**Exercise:**
Reproduce the records below word for word, omitting the pictures.

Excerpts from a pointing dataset

════

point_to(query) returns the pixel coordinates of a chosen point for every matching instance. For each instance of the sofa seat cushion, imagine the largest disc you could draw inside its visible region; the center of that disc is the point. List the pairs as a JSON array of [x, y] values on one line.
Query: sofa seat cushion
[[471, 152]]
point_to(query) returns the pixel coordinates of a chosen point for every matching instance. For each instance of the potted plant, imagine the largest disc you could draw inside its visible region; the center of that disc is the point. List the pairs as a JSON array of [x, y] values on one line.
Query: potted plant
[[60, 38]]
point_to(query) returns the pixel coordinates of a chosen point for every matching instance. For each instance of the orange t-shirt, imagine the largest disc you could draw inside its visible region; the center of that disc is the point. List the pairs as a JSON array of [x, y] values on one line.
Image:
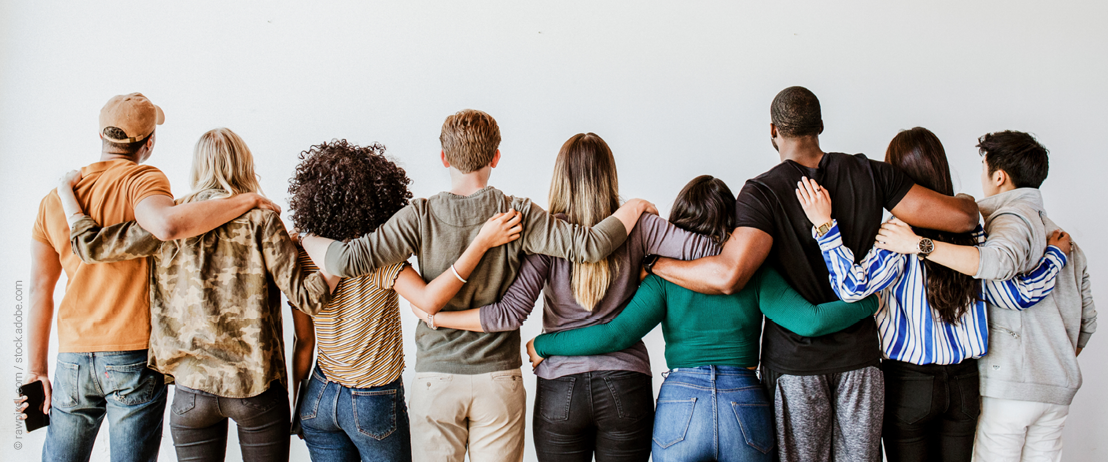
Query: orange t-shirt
[[106, 306]]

════

**Solved problem:**
point_to(query) returns the pixel coordinates of a chosen point for every matching instance. For each instance of the sofa seat cushion, imagine the largest disc you could draw inside its visible region; the center of that disc is the point. List the pairs as a JSON array of [x, y] values on one line.
Query: sofa seat cushion
[[471, 152]]
point_to(query) returns the pixel coordinates of a chosen point for every matching instance. For each instance of the potted plant, imagine the largest disc you could draw inside its visible region; the center of that disc is the point. List the pairs as a JSON array of [x, y] values on one line.
Query: potted plant
[[60, 38]]
point_to(query) returns the pixel coordinates of a chosen point for every matching instance. For each instance of the orange t-shirt, imagine the largest disc you could draw inside its visible region; the center of that disc is the point. List the pairs as a JSON array of [x, y] values on one line.
Image:
Query: orange t-shirt
[[106, 306]]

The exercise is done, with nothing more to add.